▶ **Excerpt provided**:

▼▼▼

That someone will come as surely as your dreams will--if you attend to them patiently.

Intention: Today, I'll open myself to my dreams as gifts from the Spirit to my spirit. I'll simply become curious, and take note of them in a more disciplined way than I have in the past.  That's a good enough beginning.

Morning

The way you greet the day matters. Your first lucid moments set the course for what follows. Set that course with intention, through a simple prayer, and you’ll be okay. The prayer needn’t be long, but it ought to be clear. In fact, the simpler, briefer, and more focused it is, the better. For the better part of your life, you’ve let the day start you. Your alarm awakens you, and you stumble out of bed. You turn on the coffee or the shower. A steady stream of thoughts flows through your head. You get the newspaper, put on music or the TV. Maybe you check your email or head off to the gym. The mental stream swells, and as it does, your body and spirit are pulled along with it. Even first thing in the morning, tension and stress tug at your neck and shoulders. The thought-stream nags at you from the start, demanding more from your body than your body’s ready to give. So you pump a little more caffeine into your veins and jot another note on your to-do list. These thoughts—largely unexamined—have yanked you into a river whose direction you control far less than you realize.

Isaiah says, "Morning by morning GOD wakens--wakens my ear to listen as those who are taught" (50.4b).

What might it mean for you to arouse your spirit first thing--to embrace the day and join up with God?

Intention: Tomorrow, I'll embrace the moment of my rising and waken my ear to GOD. Doing so has the power to change everything.

Loss

A friend's mother died suddenly early this morning. I got the call at 3:30am. After comforting the family, I found myself plunged back into my own experiences of grief--my own mother's, years ago, and a few more recent ones. I also found myself tumbling back into experiences of loss I thought would undo me, but didn't. Loss is inevitable. And it hurts. Frightens us too. Loss is a reminder of how vulnerable we are, how much we're not in control after all. Loss of any kind can send us spinning, craving firm footing again.

When we do so, it's not hard to bury ourselves in work or anything else that might distract us, numb us, and help us avoid the pain.

But loss is an invitation. There's grace in it, hidden beneath the pain. Through loss we can come to greater clarity about what really matters in life.

Through some losses I thought would destroy me, I've learned that a lot of what I thought I needed, I don't really need, and so much I thought I could not live without, I can, in fact, live without.

▲▲▲

▶ **Information given**:
▼▼▼

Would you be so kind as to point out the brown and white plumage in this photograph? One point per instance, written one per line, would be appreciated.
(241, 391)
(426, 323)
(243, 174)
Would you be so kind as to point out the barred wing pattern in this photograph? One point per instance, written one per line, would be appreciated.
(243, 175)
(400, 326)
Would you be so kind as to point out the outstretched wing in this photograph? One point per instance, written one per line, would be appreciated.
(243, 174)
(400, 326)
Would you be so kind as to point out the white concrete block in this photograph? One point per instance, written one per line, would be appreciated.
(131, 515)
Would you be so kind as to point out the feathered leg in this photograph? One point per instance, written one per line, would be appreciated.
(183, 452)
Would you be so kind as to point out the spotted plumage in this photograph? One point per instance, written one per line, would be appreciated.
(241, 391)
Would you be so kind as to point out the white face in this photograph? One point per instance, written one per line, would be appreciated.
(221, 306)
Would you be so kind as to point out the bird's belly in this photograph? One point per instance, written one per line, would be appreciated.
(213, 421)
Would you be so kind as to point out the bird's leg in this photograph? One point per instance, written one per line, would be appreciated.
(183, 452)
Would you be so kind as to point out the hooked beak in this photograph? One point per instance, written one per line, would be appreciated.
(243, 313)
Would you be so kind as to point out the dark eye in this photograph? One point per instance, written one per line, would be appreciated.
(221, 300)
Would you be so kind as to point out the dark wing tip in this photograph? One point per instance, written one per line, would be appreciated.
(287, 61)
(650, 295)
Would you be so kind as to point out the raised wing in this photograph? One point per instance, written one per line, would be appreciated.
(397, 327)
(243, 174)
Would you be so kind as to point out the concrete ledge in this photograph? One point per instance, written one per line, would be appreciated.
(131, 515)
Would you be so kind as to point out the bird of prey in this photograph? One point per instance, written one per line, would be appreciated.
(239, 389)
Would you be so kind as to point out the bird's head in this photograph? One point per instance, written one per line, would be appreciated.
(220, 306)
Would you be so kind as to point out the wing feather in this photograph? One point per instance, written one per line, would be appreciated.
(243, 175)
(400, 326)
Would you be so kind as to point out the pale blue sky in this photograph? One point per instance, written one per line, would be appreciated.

▲▲▲

▶ **Apply what you read**:
1. In the reflection on morning and loss, at what time did the call about the friend's mother come?
2. Carry on the reflection on morning and loss from its last sentence.
The lines above come from a separate source and have nothing to do with the reflection.

▶ **Expected outputs**:
1. 3:30am.

2.
Grief has taught me how involved I am in humanity, how much I'm made for love. And loss has taught me that the one thing I need most can never be taken from me.

Perhaps that's what it means to live Holy Saturday, halfway between Good Friday and Easter Sunday.

Intention: Today, I'll let my losses shift my priorities again. I'll look back upon them gratefully--even through my pain--and realize they can be my teachers.  Every loss can open me to embrace life more fully.

Ahhhh

Kon Leong is co-founder, president and chief executive of ZL Technologies in San Jose, California. Adam Bryant of the New York Times recently caught up to him and chatted about leadership and life and advice for students fresh out of college. "Experiment," he says. "You can go in any direction. So experiment and you'll have a much better chance of finding your sweet spot. And the sweet spot is the intersection between what you're really good at and what you love to do. A lot of people would kill for that because, at 65, they're retiring and never found it. Try to find your sweet spot and, once you find it, invest in it."

Yes, to be spiritually and vocationally alive you must lean into your own God-breathed originality. There are so many bullying voices--inside and outside your head. If you can refuse them and find the sweet spot God's made you for--what you're good at and what you love to do you'll not only live a better live, you'll made life better for others.

Intention: Today, I'll take note of those times when I'm in the zone, doing me and doing me well. I'll look for those times when I'm happy, feeling good, and see if I'm doing things well at the same time. That'll tell me something I need to hold on to.